What is expected — Transcribe the records below, copying every line without any change.

Task input —
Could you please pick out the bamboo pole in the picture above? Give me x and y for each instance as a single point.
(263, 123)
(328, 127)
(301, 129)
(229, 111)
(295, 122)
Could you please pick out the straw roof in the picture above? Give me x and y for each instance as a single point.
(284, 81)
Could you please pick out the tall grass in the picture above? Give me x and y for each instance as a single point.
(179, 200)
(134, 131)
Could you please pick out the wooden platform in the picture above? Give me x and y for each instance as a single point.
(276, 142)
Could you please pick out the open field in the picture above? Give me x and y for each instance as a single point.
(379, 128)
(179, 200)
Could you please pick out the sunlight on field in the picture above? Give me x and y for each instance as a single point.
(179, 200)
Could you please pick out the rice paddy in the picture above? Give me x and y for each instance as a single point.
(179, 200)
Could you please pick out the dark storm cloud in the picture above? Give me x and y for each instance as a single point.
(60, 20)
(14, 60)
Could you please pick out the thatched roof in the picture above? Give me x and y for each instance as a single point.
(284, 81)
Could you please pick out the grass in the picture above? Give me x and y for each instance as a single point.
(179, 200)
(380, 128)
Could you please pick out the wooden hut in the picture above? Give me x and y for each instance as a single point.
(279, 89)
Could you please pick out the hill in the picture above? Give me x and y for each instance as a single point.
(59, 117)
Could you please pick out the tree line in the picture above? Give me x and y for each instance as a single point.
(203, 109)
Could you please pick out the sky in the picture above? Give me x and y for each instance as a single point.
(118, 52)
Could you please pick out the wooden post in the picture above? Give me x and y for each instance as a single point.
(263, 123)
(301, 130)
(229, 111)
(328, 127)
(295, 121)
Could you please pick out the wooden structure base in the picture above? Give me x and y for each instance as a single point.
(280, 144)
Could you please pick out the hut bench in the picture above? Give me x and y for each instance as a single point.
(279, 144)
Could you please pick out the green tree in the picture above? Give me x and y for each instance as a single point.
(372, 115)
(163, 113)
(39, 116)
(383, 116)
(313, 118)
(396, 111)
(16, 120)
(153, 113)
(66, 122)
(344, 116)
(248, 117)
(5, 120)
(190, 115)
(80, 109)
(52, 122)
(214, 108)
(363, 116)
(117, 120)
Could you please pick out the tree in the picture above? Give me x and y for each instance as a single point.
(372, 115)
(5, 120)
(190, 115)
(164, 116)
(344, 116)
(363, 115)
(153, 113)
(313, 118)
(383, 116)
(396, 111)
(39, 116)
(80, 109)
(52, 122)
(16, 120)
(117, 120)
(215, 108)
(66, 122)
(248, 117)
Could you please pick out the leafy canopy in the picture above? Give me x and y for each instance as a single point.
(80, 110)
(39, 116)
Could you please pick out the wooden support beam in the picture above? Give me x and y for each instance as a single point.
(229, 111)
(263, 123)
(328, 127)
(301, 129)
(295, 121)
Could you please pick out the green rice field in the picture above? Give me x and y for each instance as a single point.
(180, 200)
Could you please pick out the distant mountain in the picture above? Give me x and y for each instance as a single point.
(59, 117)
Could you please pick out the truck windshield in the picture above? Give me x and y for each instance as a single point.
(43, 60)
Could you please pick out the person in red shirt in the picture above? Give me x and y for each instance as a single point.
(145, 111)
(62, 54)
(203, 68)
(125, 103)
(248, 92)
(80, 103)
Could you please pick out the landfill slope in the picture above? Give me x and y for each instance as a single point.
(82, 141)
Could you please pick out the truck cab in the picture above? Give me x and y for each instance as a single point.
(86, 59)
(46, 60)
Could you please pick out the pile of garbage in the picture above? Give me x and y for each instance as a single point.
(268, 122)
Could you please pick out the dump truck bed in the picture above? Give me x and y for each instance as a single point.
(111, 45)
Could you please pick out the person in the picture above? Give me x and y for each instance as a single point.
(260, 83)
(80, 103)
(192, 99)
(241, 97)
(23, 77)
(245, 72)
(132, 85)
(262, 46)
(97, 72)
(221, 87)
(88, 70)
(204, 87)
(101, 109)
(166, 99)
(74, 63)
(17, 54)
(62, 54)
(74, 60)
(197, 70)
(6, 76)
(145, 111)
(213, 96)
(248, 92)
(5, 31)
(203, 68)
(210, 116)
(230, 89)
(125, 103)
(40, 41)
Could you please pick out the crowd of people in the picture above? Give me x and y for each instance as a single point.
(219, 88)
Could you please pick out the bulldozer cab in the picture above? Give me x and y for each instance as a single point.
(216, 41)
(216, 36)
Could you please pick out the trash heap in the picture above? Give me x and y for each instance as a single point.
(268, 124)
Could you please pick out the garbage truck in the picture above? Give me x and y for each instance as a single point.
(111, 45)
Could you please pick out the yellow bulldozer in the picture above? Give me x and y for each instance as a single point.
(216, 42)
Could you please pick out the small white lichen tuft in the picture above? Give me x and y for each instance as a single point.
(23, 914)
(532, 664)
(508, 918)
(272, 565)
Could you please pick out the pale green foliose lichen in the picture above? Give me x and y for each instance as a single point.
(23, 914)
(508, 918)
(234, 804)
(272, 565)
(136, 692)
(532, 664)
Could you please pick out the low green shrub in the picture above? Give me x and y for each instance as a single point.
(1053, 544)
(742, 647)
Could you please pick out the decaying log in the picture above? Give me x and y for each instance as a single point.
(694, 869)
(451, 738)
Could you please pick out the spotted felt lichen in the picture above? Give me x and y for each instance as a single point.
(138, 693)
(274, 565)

Written answer —
Could you please pick out the bamboo pole in the picture above? Give me x and y for each instance as a single point.
(263, 123)
(328, 127)
(301, 129)
(229, 111)
(295, 122)
Could you please pick out the straw roof in the picture above? Give me x and y for each instance as a single point.
(284, 81)
Could you please pick out the tall grass in the picture above? Give me x and y for each instance as a single point.
(179, 200)
(134, 131)
Could you please pick out the wooden platform in the picture above? Give me x and y for each instance as a single point.
(276, 142)
Could you please pick out the open field in the picture above? Give me x and y for each instance as a single point.
(379, 128)
(179, 200)
Could you please pick out the sunlight on field in the picture above? Give me x and y for each instance as a single point.
(179, 200)
Could you please pick out the rice paddy in the picture above? Give me x and y for each instance as a single point.
(179, 200)
Could you please pick out the dark storm cloud in the picture above? Give me x and y for each instance as a single point.
(60, 20)
(14, 60)
Could you please pick out the thatched roof in the picture above? Give me x and y for each instance as a single point.
(284, 81)
Could you please pick out the grass in the picture above? Give me x and y for each instance as a single point.
(179, 200)
(380, 128)
Could you please pick out the wooden hut in the picture above? Give me x and y for each instance as a single point.
(279, 89)
Could you please pick out the hill in the picture above? Give me x and y for each instance as a single point.
(59, 117)
Could you please pick out the tree line in the picture above? Give me x and y for each instance as a single point.
(203, 109)
Could you please pick out the sky in the picture above? Give me x and y for each instance as a single point.
(118, 52)
Could you please pick out the wooden post in the picture above? Give me x and y for each instance as a single point.
(263, 123)
(301, 130)
(229, 111)
(328, 127)
(295, 121)
Could you please pick out the wooden structure base in the picture above? Give me x and y for each instance as a single point.
(280, 144)
Could you please pick out the hut bench in the picture above? Give me x and y for each instance as a single point.
(279, 144)
Could you please pick out the green tree in the picture above? Give me x and y for each instance as a single point.
(372, 115)
(163, 113)
(39, 116)
(383, 116)
(313, 118)
(396, 111)
(16, 120)
(153, 113)
(66, 122)
(344, 116)
(248, 117)
(5, 120)
(190, 115)
(80, 109)
(52, 122)
(214, 108)
(363, 116)
(117, 120)
Could you please pick out the tree in the picture above? Give me x and y for each instance as a single point.
(372, 115)
(5, 120)
(190, 115)
(164, 116)
(344, 116)
(363, 115)
(153, 113)
(313, 118)
(383, 116)
(396, 111)
(39, 116)
(80, 109)
(52, 122)
(16, 120)
(117, 120)
(215, 108)
(66, 122)
(248, 117)
Could you please pick out the leafy canopy in the picture above? Give me x and y for each instance as a single point.
(80, 110)
(39, 116)
Could you please pick out the wooden support beam in the picture above? Give me x and y for each instance as a single point.
(229, 111)
(263, 123)
(328, 127)
(301, 129)
(295, 121)
Could you please pick out the green rice field in the picture above? Give me x and y for each instance as a single point.
(180, 200)
Could you please pick out the distant mountain in the picture above? Give me x and y for each instance as a single point.
(59, 117)
Could you please pick out the truck windshield in the picture above? Give me x and y for each instance as a single point.
(43, 60)
Could you please pick out the person in red shirt in the picture above? Give me x and y for each instance as a single point.
(145, 111)
(62, 54)
(203, 68)
(125, 103)
(248, 92)
(80, 103)
Could you please pick out the landfill slope in the picture above? Give me x and y for each instance as a single point.
(82, 141)
Could you please pick out the truck cab in the picture above? Give me x and y for each instance as a single point.
(86, 59)
(46, 60)
Could you please pick out the pile of garbage in the picture above? Give me x and y for each instance as a single point.
(268, 122)
Could you please pick out the dump truck bed in the picture above? Give me x and y for each instance as a single point.
(111, 45)
Could you please pick out the person in the picture above? Give me x and y for each instance as a single point.
(260, 83)
(80, 103)
(192, 99)
(241, 97)
(23, 77)
(245, 72)
(132, 85)
(262, 46)
(97, 72)
(221, 87)
(88, 70)
(204, 87)
(101, 109)
(166, 99)
(74, 63)
(17, 54)
(62, 54)
(74, 60)
(197, 70)
(6, 76)
(145, 111)
(213, 96)
(248, 92)
(5, 31)
(203, 68)
(210, 116)
(230, 89)
(125, 103)
(40, 41)
Could you please pick out the crowd of people in the picture above? Give me x and y for each instance as a single point.
(219, 88)
Could you please pick out the bulldozer cab in the picture above? Give me x and y for each instance as a single point.
(216, 41)
(216, 36)
Could you please pick out the trash heap in the picture above? Give me x and y for each instance as a single point.
(268, 124)
Could you please pick out the garbage truck in the picture above? Give me x and y for each instance as a single point.
(111, 45)
Could you please pick out the yellow bulldozer in the picture above? Give me x and y for each instance as a single point.
(216, 42)
Could you please pick out the small white lichen tuft in the picture above? Give me x and y for each instance as a single point.
(23, 914)
(532, 664)
(508, 918)
(272, 565)
Could you please pick out the pale green foliose lichen in the picture above? Give me x and y for each instance as a single point.
(23, 914)
(508, 918)
(234, 804)
(272, 565)
(136, 692)
(532, 664)
Could you please pick out the low green shrub in the picture above? Give me x and y for each instance as a single point.
(1053, 544)
(742, 647)
Could you please pick out the decaying log in the picture above? Give me x and y for each instance as a single point.
(694, 869)
(451, 738)
Could you please pick out the spotted felt lichen in the picture above? Give me x and y for each instance as a single point.
(138, 693)
(274, 565)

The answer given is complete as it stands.